Written problem a: In the court case header, which law firm represented the respondents?

Page text:
Supreme Court, Appellate Division, Second Department, New York.
Apr 10, 2013
105 A.D.3d 791 (N.Y. App. Div. 2013)

Opinion

2013-04-10

Paul BIBBO, appellant, v. 31–30, LLC, et al., respondents.

Gordon & Haffner, LLP, Bayside, N.Y. (Steven Cohn and Steven R. Haffner of counsel), for appellant. Certilman Balin Adler & Hyman, LLP, East Meadow, N.Y. (John H. Gionis and Donna–Marie Korth of counsel), for respondents.



Gordon & Haffner, LLP, Bayside, N.Y. (Steven Cohn and Steven R. Haffner of counsel), for appellant. Certilman Balin Adler & Hyman, LLP, East Meadow, N.Y. (John H. Gionis and Donna–Marie Korth of counsel), for respondents.
WILLIAM F. MASTRO, J.P., REINALDO E. RIVERA, CHERYL E. CHAMBERS, and ROBERT J. MILLER, JJ.

Input for this task:
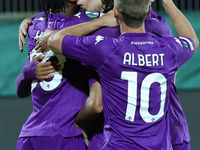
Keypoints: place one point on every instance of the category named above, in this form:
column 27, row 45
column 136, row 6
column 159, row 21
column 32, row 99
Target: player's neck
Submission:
column 125, row 29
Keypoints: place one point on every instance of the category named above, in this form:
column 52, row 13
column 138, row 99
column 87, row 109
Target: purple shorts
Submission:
column 183, row 146
column 51, row 143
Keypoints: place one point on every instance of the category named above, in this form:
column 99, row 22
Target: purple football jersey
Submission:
column 56, row 101
column 158, row 27
column 179, row 130
column 136, row 74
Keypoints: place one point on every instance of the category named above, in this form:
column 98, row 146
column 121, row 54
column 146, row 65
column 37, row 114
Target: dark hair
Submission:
column 107, row 5
column 133, row 12
column 54, row 6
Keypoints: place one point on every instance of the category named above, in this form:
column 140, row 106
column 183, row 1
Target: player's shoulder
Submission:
column 85, row 16
column 57, row 21
column 176, row 43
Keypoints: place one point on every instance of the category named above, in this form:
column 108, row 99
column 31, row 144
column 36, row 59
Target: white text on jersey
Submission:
column 143, row 60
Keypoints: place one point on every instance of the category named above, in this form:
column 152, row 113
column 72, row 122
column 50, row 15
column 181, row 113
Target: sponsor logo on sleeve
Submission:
column 92, row 14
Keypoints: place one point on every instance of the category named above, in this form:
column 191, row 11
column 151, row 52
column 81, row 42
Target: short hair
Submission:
column 133, row 12
column 107, row 5
column 54, row 6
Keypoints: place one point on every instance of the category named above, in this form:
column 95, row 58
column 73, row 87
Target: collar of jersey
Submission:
column 129, row 35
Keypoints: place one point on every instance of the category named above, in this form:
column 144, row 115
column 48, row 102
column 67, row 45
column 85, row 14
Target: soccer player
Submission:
column 136, row 71
column 56, row 101
column 157, row 26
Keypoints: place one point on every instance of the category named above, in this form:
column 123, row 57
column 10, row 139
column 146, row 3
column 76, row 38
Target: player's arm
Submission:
column 93, row 106
column 34, row 70
column 55, row 40
column 23, row 31
column 42, row 41
column 181, row 24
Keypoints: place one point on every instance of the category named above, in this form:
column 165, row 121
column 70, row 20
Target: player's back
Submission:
column 53, row 98
column 136, row 79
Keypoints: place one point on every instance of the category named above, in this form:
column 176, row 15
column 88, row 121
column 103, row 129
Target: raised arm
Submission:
column 23, row 31
column 34, row 70
column 82, row 29
column 181, row 24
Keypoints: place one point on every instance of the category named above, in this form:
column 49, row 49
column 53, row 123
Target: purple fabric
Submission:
column 183, row 146
column 157, row 26
column 130, row 59
column 56, row 101
column 51, row 143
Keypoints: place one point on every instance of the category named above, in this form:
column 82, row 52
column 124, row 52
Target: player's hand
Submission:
column 44, row 70
column 23, row 30
column 109, row 19
column 85, row 137
column 42, row 42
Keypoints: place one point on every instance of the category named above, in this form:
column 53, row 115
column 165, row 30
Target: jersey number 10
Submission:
column 131, row 77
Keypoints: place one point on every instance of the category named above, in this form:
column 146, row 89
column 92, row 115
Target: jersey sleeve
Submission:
column 184, row 49
column 92, row 50
column 93, row 77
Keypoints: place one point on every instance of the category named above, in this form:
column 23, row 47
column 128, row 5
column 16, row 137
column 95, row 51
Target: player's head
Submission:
column 132, row 12
column 96, row 5
column 56, row 6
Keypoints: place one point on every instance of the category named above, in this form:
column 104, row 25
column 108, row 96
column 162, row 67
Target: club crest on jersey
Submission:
column 185, row 44
column 98, row 39
column 92, row 14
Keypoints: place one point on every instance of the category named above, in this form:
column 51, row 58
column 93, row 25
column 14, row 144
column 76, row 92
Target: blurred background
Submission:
column 14, row 111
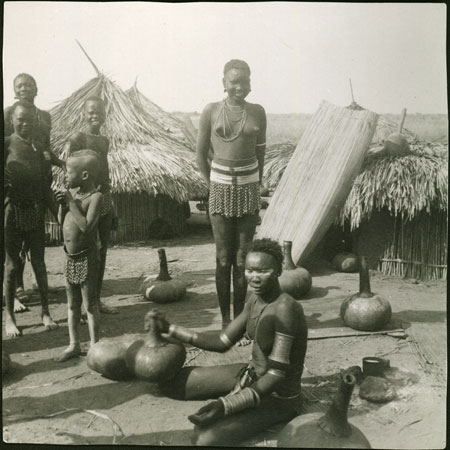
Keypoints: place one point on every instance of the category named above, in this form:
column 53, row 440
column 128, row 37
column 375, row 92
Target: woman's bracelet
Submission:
column 182, row 334
column 247, row 398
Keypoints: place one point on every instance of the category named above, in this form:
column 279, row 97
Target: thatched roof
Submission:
column 143, row 156
column 404, row 185
column 175, row 127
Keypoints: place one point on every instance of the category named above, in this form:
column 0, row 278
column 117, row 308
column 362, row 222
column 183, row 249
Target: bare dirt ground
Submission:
column 66, row 403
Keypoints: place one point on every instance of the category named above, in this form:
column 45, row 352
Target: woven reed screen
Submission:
column 319, row 177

Written problem b: Pick out every line of the records that contains the word "purple", and copy each one. Case counts.

Expected answer a: Certilman Balin Adler & Hyman, LLP, of East Meadow, N.Y.

Expected answer b:
Target: purple shorts
Target: purple football jersey
Target: purple fabric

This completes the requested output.